### Work order
Each line of the data has to be retyped exactly as it is.

[Items from a dataset]

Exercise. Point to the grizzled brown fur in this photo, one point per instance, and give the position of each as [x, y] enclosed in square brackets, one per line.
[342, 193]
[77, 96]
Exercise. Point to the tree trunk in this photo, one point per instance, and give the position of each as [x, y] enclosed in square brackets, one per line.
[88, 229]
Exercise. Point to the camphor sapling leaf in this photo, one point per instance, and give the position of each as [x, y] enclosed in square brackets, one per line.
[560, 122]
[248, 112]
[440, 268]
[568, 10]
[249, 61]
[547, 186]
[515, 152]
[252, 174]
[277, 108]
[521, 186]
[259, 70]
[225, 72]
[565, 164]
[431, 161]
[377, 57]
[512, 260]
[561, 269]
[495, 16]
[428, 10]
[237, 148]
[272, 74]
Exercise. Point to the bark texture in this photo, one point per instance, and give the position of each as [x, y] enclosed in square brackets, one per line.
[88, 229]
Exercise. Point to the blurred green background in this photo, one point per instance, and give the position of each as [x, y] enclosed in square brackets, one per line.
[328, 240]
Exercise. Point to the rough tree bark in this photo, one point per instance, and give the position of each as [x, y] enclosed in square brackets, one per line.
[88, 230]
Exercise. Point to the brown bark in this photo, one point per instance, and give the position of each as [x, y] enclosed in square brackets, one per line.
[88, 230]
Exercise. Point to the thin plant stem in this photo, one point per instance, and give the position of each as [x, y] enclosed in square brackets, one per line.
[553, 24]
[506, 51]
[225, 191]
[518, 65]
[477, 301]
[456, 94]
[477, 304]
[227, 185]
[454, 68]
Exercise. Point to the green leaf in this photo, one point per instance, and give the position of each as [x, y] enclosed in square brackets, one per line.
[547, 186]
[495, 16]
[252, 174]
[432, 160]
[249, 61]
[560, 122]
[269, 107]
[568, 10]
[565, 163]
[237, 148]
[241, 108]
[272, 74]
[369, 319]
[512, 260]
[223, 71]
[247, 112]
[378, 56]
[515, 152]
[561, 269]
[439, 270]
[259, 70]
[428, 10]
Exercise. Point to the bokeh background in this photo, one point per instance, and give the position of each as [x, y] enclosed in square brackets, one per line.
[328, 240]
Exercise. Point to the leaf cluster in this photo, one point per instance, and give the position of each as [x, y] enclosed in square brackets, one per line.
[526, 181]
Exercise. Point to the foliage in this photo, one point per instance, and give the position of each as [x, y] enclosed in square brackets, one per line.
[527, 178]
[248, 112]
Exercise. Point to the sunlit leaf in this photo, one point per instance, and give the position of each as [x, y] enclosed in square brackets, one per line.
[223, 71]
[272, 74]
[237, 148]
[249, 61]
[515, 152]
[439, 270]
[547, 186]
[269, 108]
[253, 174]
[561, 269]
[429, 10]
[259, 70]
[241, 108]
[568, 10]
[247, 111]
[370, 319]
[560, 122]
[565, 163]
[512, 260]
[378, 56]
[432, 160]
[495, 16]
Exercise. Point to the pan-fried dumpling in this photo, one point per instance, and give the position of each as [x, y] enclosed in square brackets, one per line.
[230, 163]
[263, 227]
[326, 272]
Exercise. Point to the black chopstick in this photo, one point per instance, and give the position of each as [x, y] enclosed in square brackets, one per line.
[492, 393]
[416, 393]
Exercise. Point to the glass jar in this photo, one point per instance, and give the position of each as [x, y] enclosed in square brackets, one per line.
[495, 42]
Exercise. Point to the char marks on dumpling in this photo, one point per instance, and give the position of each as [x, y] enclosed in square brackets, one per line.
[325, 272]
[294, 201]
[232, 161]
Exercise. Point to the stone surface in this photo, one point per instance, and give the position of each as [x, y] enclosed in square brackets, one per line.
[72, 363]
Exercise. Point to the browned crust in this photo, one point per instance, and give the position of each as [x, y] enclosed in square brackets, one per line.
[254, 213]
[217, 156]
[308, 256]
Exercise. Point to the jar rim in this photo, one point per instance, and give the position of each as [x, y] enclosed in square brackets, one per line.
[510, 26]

### Exercise answer
Exercise. Point to the grizzled brown fur in this photo, one point per instance, and give the position of each as [x, y] enclosed in square brackets, one per line.
[342, 193]
[77, 96]
Exercise. Point to the tree trunk in this photo, one point per instance, and give the position of each as [x, y] enclosed in square brackets, one per line.
[88, 229]
Exercise. Point to the camphor sapling leaf in this photo, one point per instance, and give the position of each as [x, y] enclosed in square brackets, one per line.
[560, 122]
[248, 112]
[440, 268]
[568, 10]
[249, 61]
[547, 186]
[515, 152]
[252, 174]
[277, 108]
[521, 186]
[259, 70]
[225, 72]
[565, 164]
[431, 161]
[377, 57]
[512, 260]
[561, 269]
[495, 16]
[428, 10]
[237, 148]
[272, 74]
Exercise. Point to the bark texture in this photo, one point per instance, and give the position of each as [x, y] enclosed in square brackets, one per line.
[88, 229]
Exercise. Point to the blurred green background in this photo, one point per instance, and give the position of each as [x, y] enclosed in square brackets, one per line.
[328, 240]
Exercise. Point to the rough tree bark in this photo, one point per instance, and give the position of each as [x, y] enclosed in square brackets, one per line.
[88, 230]
Exercise. Point to the brown bark in this photo, one point per instance, and give the position of each as [x, y] enclosed in square brackets, one per line.
[88, 230]
Exercise. Point to the thin plant stem in this photo, one point per instance, and give the position of each as [x, y] enclosed in square brackets, one per line.
[553, 24]
[506, 51]
[225, 191]
[518, 65]
[477, 301]
[456, 94]
[477, 304]
[227, 185]
[454, 68]
Exercise. Point to the green leaf in this photo, one point per instance, and give the position of each as [x, y] enclosed in square brackets, one per line.
[547, 186]
[495, 16]
[252, 174]
[432, 160]
[249, 61]
[560, 122]
[269, 107]
[568, 10]
[565, 163]
[237, 148]
[241, 108]
[272, 74]
[369, 319]
[512, 260]
[223, 71]
[247, 112]
[378, 56]
[515, 152]
[561, 269]
[439, 270]
[259, 70]
[428, 10]
Exercise. Point to the bokeh background in this photo, one point per instance, and give the position of each as [x, y] enclosed in square brackets, one per line.
[328, 240]
Exercise. Point to the leaf cluster in this photo, one point per instance, and give the position of each as [x, y] enclosed in square brackets, one per line.
[526, 181]
Exercise. Point to the foliage in this photo, one point per instance, and give the position of each as [x, y] enclosed in square brackets, one per line.
[527, 178]
[248, 112]
Exercise. Point to the sunlit leaf in this photo, one point per instance, and give the position of each as [x, y] enclosed in square brackets, one per line.
[223, 71]
[272, 74]
[237, 148]
[249, 61]
[515, 152]
[439, 270]
[547, 186]
[269, 108]
[253, 174]
[561, 269]
[429, 10]
[259, 70]
[241, 108]
[568, 10]
[247, 111]
[370, 319]
[560, 122]
[565, 163]
[512, 260]
[378, 56]
[432, 160]
[495, 16]
Exercise. Point to the pan-fried dumpling in this photo, one point per instance, and give the position of each as [x, y] enclosed in square brackets, one per line.
[230, 163]
[263, 227]
[326, 272]
Exercise. Point to the black chopstick in this photo, one point per instance, and give the position of each as [x, y] enclosed in square brackets, one per line.
[492, 393]
[416, 393]
Exercise. Point to the glass jar in this photo, one point per instance, and give the position of each as [x, y] enclosed in square brackets, one per line.
[495, 42]
Exercise. Point to the char marks on dumpling in this photo, one point per instance, and give the position of each as [x, y] enclosed in square brackets, one per line.
[325, 272]
[294, 201]
[232, 161]
Exercise. Point to the stone surface in this photo, one point per instance, and give the position of each as [x, y] enclosed in square brackets, one per line.
[72, 363]
Exercise. Point to the browned crust in this photo, one point per instance, and give the position of each as [x, y] enclosed in square brackets, one per line.
[254, 213]
[217, 156]
[308, 256]
Exercise. Point to the jar rim in this photo, one point per instance, and give the position of each as [x, y] enclosed in square brackets, one per line.
[510, 26]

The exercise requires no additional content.